Records of named objects with points
____________________
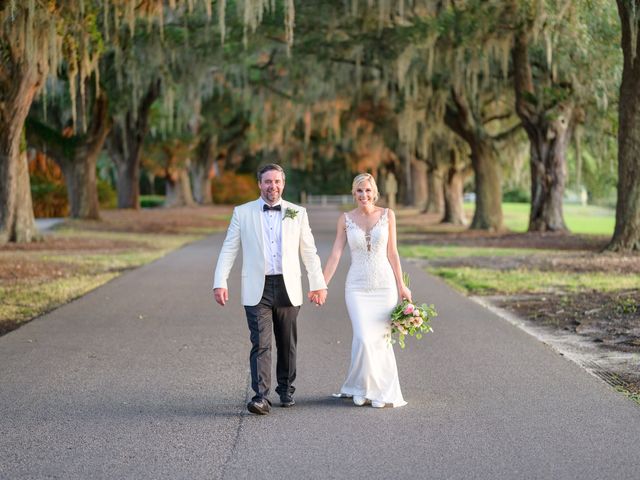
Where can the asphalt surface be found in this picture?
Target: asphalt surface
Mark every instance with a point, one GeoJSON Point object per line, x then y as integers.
{"type": "Point", "coordinates": [147, 378]}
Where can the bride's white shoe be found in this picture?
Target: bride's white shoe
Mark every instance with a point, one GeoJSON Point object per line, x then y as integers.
{"type": "Point", "coordinates": [359, 401]}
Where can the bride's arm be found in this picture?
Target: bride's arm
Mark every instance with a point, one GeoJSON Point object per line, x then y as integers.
{"type": "Point", "coordinates": [336, 252]}
{"type": "Point", "coordinates": [394, 258]}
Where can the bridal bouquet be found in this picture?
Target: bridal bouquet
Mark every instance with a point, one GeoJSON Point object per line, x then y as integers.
{"type": "Point", "coordinates": [412, 319]}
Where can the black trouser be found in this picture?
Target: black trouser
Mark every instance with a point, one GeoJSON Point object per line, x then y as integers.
{"type": "Point", "coordinates": [274, 312]}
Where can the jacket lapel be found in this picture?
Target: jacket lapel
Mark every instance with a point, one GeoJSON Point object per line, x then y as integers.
{"type": "Point", "coordinates": [287, 224]}
{"type": "Point", "coordinates": [257, 223]}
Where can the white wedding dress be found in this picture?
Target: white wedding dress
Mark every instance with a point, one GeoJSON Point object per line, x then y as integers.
{"type": "Point", "coordinates": [371, 294]}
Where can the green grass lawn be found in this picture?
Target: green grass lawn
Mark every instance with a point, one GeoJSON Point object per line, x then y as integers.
{"type": "Point", "coordinates": [589, 220]}
{"type": "Point", "coordinates": [480, 281]}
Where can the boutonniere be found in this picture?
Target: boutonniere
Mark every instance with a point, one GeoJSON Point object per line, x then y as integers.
{"type": "Point", "coordinates": [290, 213]}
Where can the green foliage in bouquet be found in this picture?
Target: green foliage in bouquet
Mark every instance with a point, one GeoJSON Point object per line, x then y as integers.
{"type": "Point", "coordinates": [408, 318]}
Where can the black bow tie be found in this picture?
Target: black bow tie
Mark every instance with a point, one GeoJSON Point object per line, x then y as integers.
{"type": "Point", "coordinates": [266, 207]}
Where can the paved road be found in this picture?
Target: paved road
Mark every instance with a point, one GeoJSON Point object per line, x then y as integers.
{"type": "Point", "coordinates": [146, 378]}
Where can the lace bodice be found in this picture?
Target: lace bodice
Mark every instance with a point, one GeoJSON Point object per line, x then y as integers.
{"type": "Point", "coordinates": [370, 268]}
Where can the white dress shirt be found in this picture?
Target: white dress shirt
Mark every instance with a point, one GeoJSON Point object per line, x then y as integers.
{"type": "Point", "coordinates": [272, 238]}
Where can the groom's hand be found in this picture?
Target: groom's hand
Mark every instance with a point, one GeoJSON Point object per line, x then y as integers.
{"type": "Point", "coordinates": [221, 294]}
{"type": "Point", "coordinates": [317, 296]}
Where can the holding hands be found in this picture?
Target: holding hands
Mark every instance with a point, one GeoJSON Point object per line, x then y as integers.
{"type": "Point", "coordinates": [317, 296]}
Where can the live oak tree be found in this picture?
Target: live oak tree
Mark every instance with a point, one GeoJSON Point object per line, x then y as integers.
{"type": "Point", "coordinates": [626, 236]}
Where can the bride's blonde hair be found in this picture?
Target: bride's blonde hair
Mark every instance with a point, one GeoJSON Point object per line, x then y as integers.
{"type": "Point", "coordinates": [365, 177]}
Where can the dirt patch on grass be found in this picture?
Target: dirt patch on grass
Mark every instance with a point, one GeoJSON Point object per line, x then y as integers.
{"type": "Point", "coordinates": [608, 323]}
{"type": "Point", "coordinates": [159, 220]}
{"type": "Point", "coordinates": [611, 320]}
{"type": "Point", "coordinates": [58, 256]}
{"type": "Point", "coordinates": [568, 261]}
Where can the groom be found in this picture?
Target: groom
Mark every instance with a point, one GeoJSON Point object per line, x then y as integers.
{"type": "Point", "coordinates": [271, 232]}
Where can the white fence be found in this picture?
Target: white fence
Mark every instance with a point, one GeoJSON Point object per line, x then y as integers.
{"type": "Point", "coordinates": [327, 199]}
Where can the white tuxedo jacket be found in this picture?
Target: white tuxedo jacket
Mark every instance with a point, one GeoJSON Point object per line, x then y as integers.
{"type": "Point", "coordinates": [245, 230]}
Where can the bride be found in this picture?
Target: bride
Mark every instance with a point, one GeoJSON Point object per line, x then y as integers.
{"type": "Point", "coordinates": [373, 285]}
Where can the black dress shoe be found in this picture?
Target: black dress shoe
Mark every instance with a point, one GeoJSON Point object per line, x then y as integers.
{"type": "Point", "coordinates": [287, 401]}
{"type": "Point", "coordinates": [259, 407]}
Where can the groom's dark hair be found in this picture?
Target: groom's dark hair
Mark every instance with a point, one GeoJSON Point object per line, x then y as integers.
{"type": "Point", "coordinates": [268, 167]}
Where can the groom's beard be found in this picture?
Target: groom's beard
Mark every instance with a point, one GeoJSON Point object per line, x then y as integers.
{"type": "Point", "coordinates": [272, 196]}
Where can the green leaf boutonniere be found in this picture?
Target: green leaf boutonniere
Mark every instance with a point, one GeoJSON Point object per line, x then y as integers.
{"type": "Point", "coordinates": [290, 213]}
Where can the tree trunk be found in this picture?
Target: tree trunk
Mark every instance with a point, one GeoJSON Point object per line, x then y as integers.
{"type": "Point", "coordinates": [548, 173]}
{"type": "Point", "coordinates": [17, 223]}
{"type": "Point", "coordinates": [77, 157]}
{"type": "Point", "coordinates": [200, 170]}
{"type": "Point", "coordinates": [435, 190]}
{"type": "Point", "coordinates": [549, 141]}
{"type": "Point", "coordinates": [419, 174]}
{"type": "Point", "coordinates": [626, 235]}
{"type": "Point", "coordinates": [454, 194]}
{"type": "Point", "coordinates": [179, 189]}
{"type": "Point", "coordinates": [125, 145]}
{"type": "Point", "coordinates": [486, 169]}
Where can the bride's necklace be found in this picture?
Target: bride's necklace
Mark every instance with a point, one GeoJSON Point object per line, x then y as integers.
{"type": "Point", "coordinates": [367, 231]}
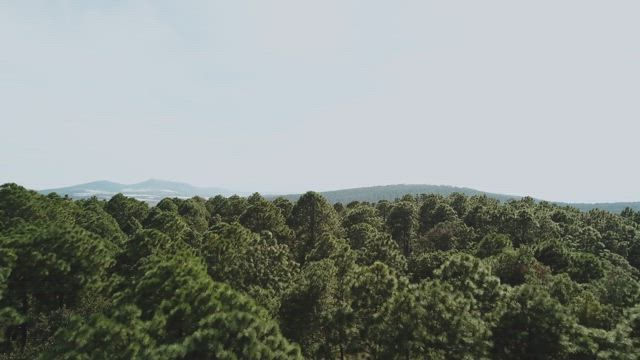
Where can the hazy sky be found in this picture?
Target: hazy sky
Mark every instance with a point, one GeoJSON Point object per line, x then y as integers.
{"type": "Point", "coordinates": [522, 97]}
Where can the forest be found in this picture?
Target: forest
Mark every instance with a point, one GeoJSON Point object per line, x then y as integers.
{"type": "Point", "coordinates": [421, 277]}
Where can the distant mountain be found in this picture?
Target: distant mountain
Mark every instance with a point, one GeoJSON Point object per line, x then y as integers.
{"type": "Point", "coordinates": [151, 191]}
{"type": "Point", "coordinates": [392, 192]}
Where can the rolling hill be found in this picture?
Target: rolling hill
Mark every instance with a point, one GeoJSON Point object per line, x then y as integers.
{"type": "Point", "coordinates": [154, 190]}
{"type": "Point", "coordinates": [151, 191]}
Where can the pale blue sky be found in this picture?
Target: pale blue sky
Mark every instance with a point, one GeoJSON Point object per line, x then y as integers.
{"type": "Point", "coordinates": [525, 97]}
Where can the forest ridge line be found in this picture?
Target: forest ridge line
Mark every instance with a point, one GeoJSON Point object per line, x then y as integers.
{"type": "Point", "coordinates": [154, 190]}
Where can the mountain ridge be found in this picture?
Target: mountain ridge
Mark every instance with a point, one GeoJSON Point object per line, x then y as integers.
{"type": "Point", "coordinates": [154, 190]}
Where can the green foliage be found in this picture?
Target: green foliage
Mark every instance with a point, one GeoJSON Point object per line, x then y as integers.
{"type": "Point", "coordinates": [532, 326]}
{"type": "Point", "coordinates": [311, 217]}
{"type": "Point", "coordinates": [419, 277]}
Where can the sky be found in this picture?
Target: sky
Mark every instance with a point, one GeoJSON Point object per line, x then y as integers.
{"type": "Point", "coordinates": [537, 98]}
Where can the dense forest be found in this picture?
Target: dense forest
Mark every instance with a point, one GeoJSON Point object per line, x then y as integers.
{"type": "Point", "coordinates": [420, 277]}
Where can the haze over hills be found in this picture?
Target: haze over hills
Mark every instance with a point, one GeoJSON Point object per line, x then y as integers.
{"type": "Point", "coordinates": [153, 190]}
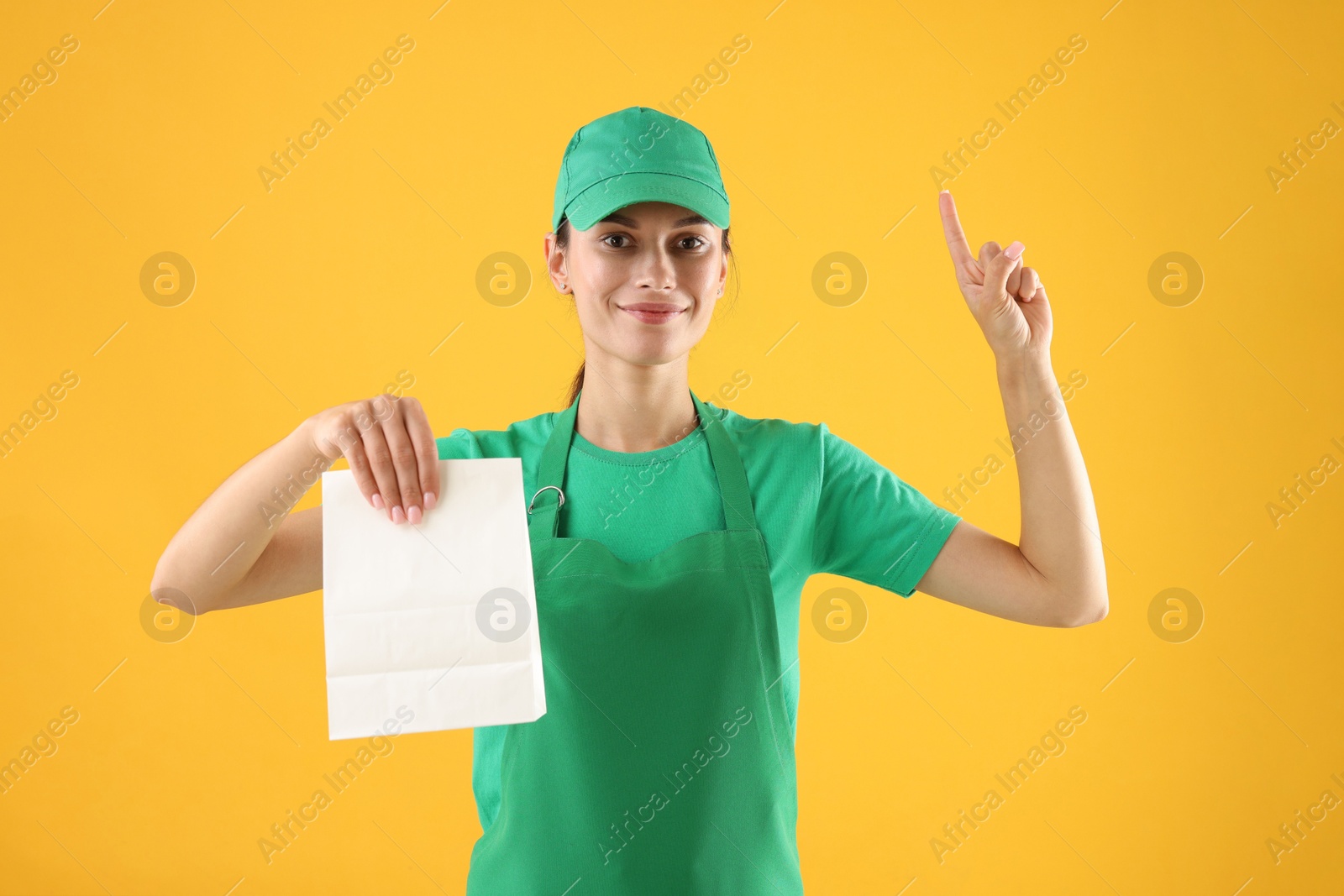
____________________
List every line of the listing that contains the string "shoe", and note that case counts.

** ANSWER FOR THIS EXERCISE **
Where can the bride's white shoe be found in this picture?
Target: bride's white shoe
Where can the black dress shoe be found in this picture?
Target: black dress shoe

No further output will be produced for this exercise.